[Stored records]
* START *

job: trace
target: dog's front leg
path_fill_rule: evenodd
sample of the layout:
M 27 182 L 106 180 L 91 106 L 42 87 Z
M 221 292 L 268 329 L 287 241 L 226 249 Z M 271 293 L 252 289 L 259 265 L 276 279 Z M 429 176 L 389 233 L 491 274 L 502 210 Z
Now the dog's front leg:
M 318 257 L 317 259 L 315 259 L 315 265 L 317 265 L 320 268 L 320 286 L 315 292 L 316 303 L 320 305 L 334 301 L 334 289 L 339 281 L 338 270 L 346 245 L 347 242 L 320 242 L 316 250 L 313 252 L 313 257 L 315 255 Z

* END *

● **Set exercise**: Rewrite every line of the records above as a Markdown table with the columns Row and Line, numbering each line and leaving out blank lines.

● **Written solution**:
| Row | Line |
|---|---|
| 1 | job: trace |
| 2 | target: dog's front leg |
| 3 | path_fill_rule: evenodd |
| 4 | sample of the layout: |
| 5 | M 27 182 L 106 180 L 91 106 L 42 87 Z |
| 6 | M 221 292 L 268 329 L 287 241 L 226 249 Z M 271 293 L 252 289 L 259 265 L 276 279 Z M 429 176 L 389 233 L 491 274 L 502 210 Z |
| 7 | Now the dog's front leg: |
| 8 | M 318 257 L 317 259 L 315 259 L 315 265 L 317 265 L 320 268 L 320 286 L 315 292 L 316 303 L 320 305 L 334 301 L 334 289 L 339 281 L 338 270 L 346 245 L 347 242 L 320 242 L 316 250 L 313 252 L 313 257 L 315 255 Z |